• WORK REQUIRED: Each line of the data must be written out again verbatim; no image belongs in the copy.

• DATA SHOWN:
▼▼▼

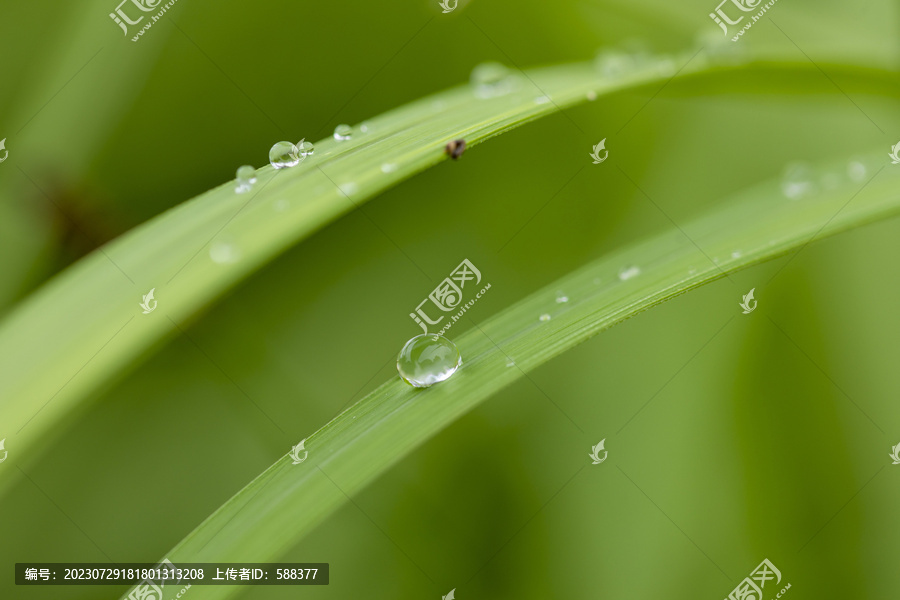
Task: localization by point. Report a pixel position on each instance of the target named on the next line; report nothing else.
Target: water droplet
(831, 180)
(629, 272)
(224, 253)
(305, 148)
(428, 359)
(343, 132)
(614, 64)
(798, 181)
(284, 154)
(718, 49)
(246, 177)
(666, 66)
(857, 170)
(491, 79)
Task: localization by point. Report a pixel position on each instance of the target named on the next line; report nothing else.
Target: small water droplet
(428, 359)
(224, 253)
(614, 64)
(798, 181)
(246, 177)
(857, 171)
(305, 148)
(831, 181)
(343, 132)
(284, 154)
(666, 66)
(718, 49)
(629, 272)
(491, 79)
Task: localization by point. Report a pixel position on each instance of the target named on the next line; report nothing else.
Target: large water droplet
(246, 177)
(284, 154)
(343, 132)
(428, 359)
(491, 79)
(629, 272)
(798, 181)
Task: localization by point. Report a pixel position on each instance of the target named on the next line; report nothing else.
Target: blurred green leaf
(280, 506)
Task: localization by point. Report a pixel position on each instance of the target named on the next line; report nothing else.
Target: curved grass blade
(286, 501)
(86, 325)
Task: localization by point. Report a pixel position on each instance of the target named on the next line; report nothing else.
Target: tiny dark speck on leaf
(455, 148)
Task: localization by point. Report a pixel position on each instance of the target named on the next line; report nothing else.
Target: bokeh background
(767, 437)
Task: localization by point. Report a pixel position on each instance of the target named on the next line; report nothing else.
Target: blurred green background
(731, 438)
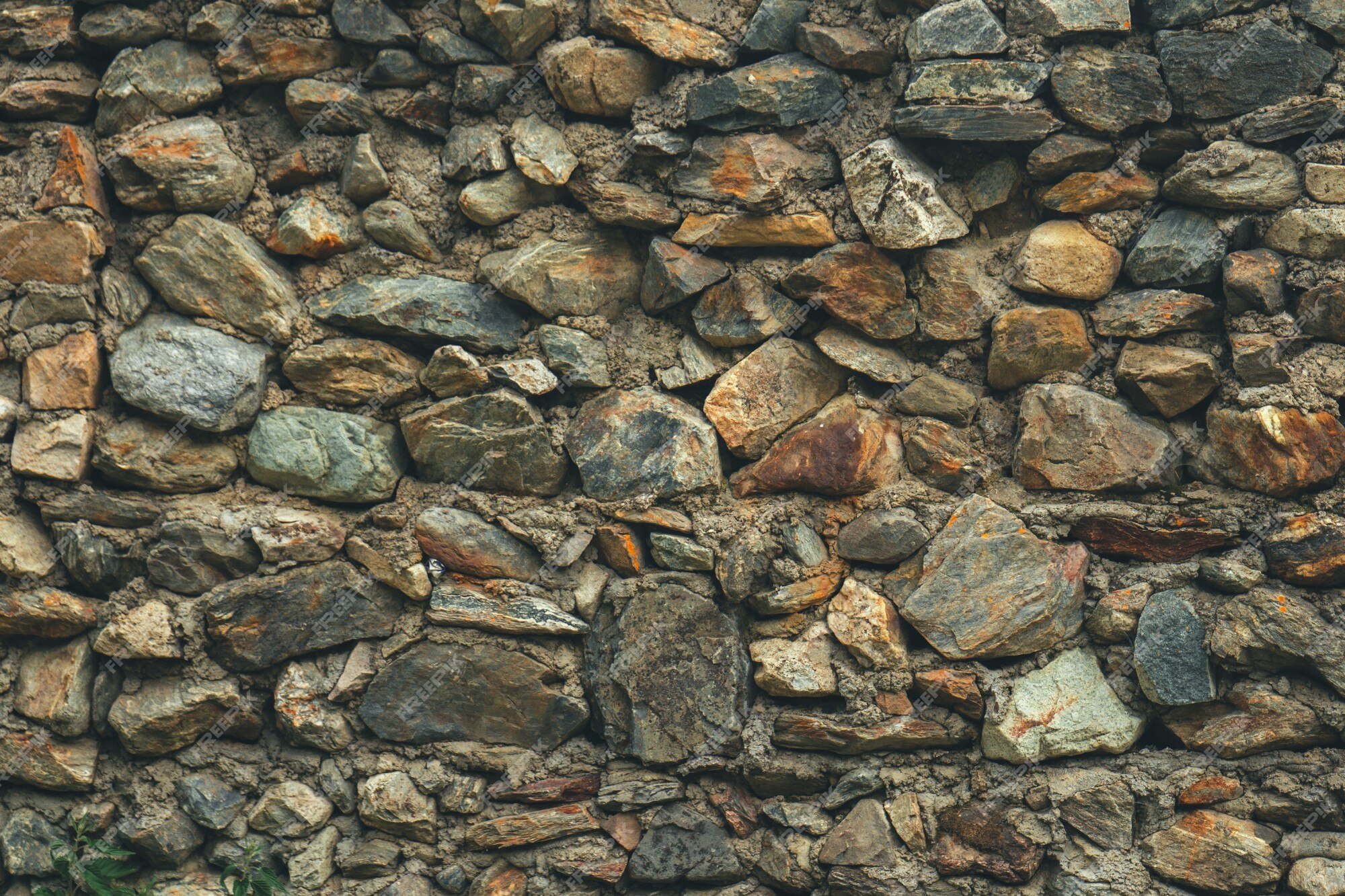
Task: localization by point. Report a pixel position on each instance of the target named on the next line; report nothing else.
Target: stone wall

▲▲▲

• YOUR SOLUTION:
Task: localization by point. Report a pixel position on each instance of the target named on the next line; report nothing else.
Target: water droplet
(831, 180)
(629, 272)
(224, 253)
(305, 148)
(428, 359)
(343, 132)
(614, 64)
(798, 181)
(284, 154)
(718, 49)
(246, 177)
(666, 66)
(857, 170)
(491, 79)
Task: localization by point. Report a pixel position on each instance of the target named on the next line; report nothing else.
Target: small water droplet
(428, 359)
(224, 253)
(614, 64)
(798, 181)
(246, 177)
(857, 171)
(305, 148)
(831, 181)
(343, 132)
(284, 154)
(666, 66)
(718, 49)
(629, 272)
(491, 79)
Task: localization by point. Report a pixel position on each instance of the target named on the next line; report nothing else.
Target: large water droplet
(246, 177)
(284, 154)
(343, 132)
(428, 359)
(491, 79)
(629, 272)
(798, 181)
Task: localization by point. Report a pixel position on each instance of the target named on the next line; report nothing else.
Target: blurred green leaf
(280, 506)
Task: localization by point. Report a pixel position on each instance of the target named on the next line; report nothing else.
Target: curved grass blade
(286, 501)
(86, 325)
Task: localization by point. Report a pixel position on each instance of the target named on the next line; report nothing else.
Target: tiny dark speck on leaf
(455, 148)
Task: localization by point. Report a pixel position on each instance of the target named on the next line; report nothing else.
Target: bokeh background
(767, 437)
Task: localization by point. Report a pixel position on each instance of the target named on the next line; report nothing else.
Target: blurred green background
(731, 438)
Task: localization by point. Report a pixel position on each instance of the target named on the next line; report nothing else.
Target: stone wall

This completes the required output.